WORK TO BE COMPLETED:
In the listing below, locate the line with "the form (779,628);" and the line with "Query: overhead wire", then output both and everything between them exactly, minus any pictures.

*** Opening SUPPLIED RECORDS ***

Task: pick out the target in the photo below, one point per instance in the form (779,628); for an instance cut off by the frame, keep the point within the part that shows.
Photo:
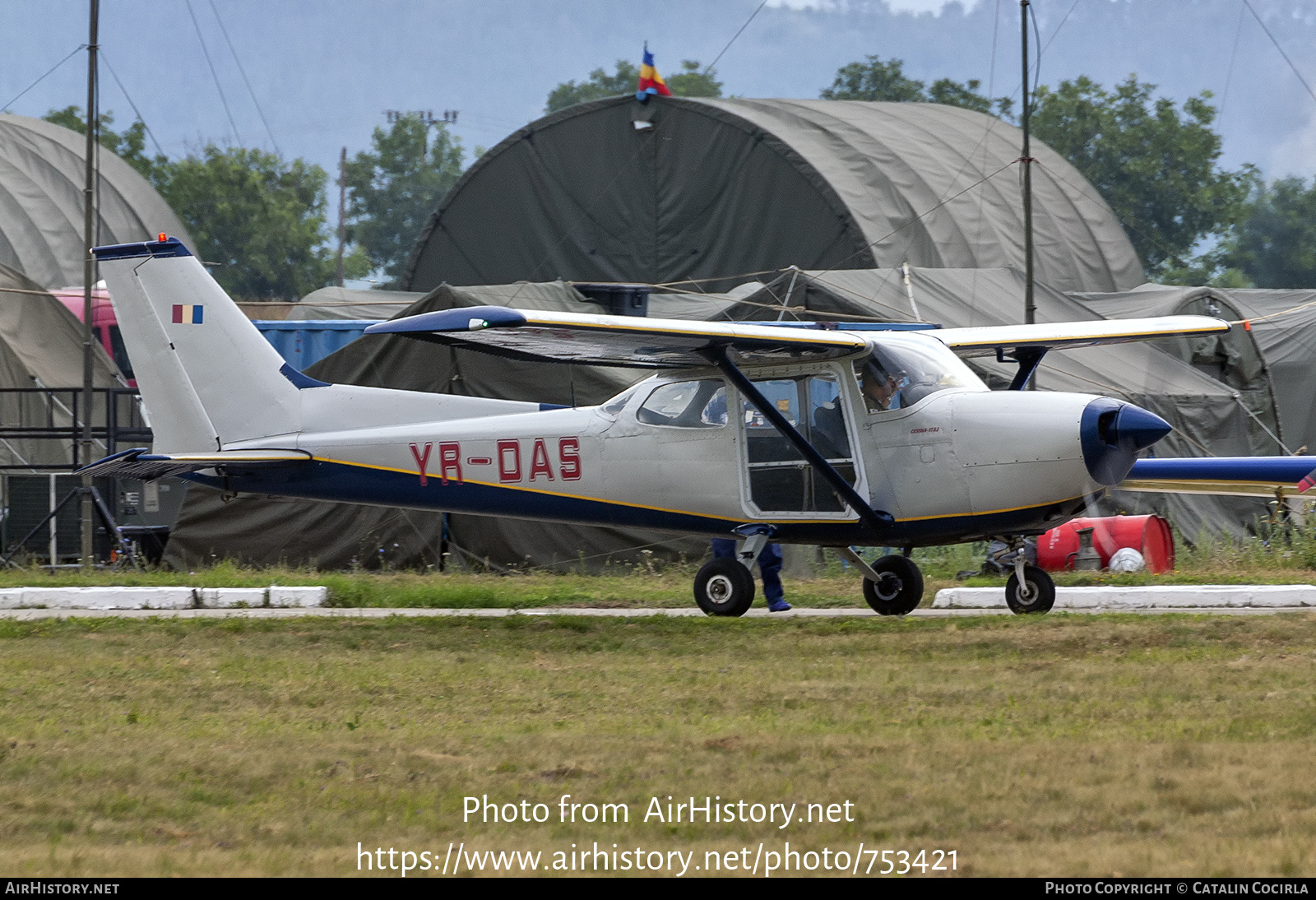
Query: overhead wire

*** Closing SUPPLIED RECORDS ***
*** Opening SUPPLIED RECORDS ***

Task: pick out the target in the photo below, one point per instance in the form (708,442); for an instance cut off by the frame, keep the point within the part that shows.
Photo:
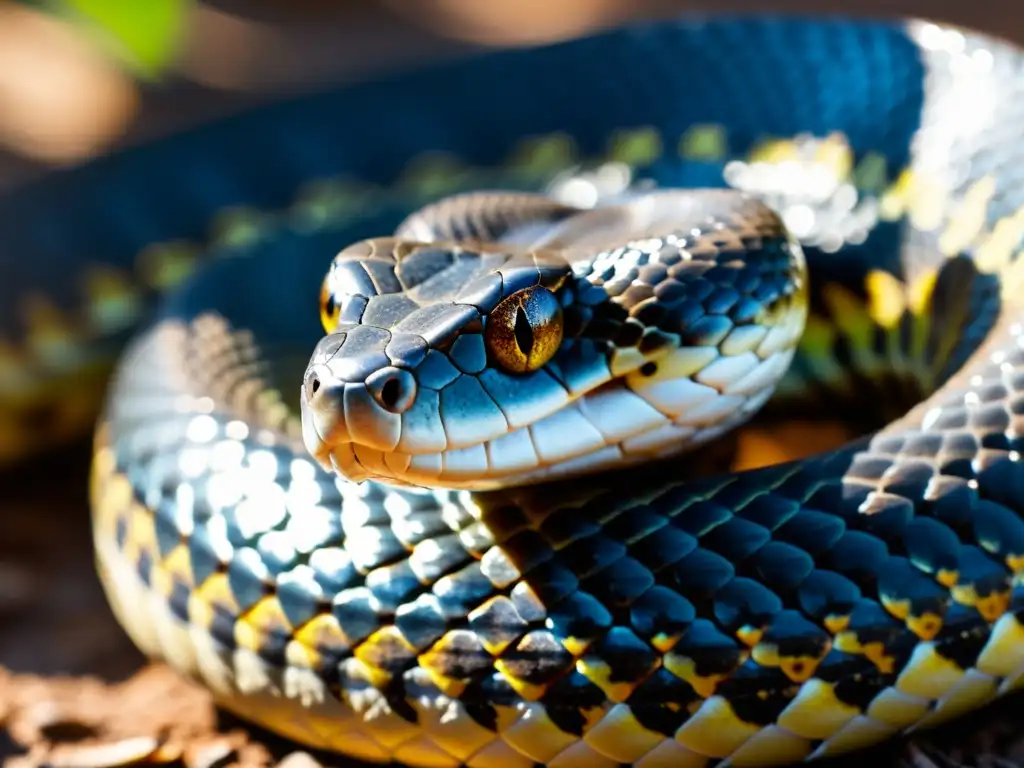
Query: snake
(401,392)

*** Closing SUPPLIED RECORDS ***

REPLY:
Task: pick out the target in the photo below, one point per instance in the form (779,628); for an instance cut off by the frame, keep the point within the part that shows.
Photo:
Query: overhead wire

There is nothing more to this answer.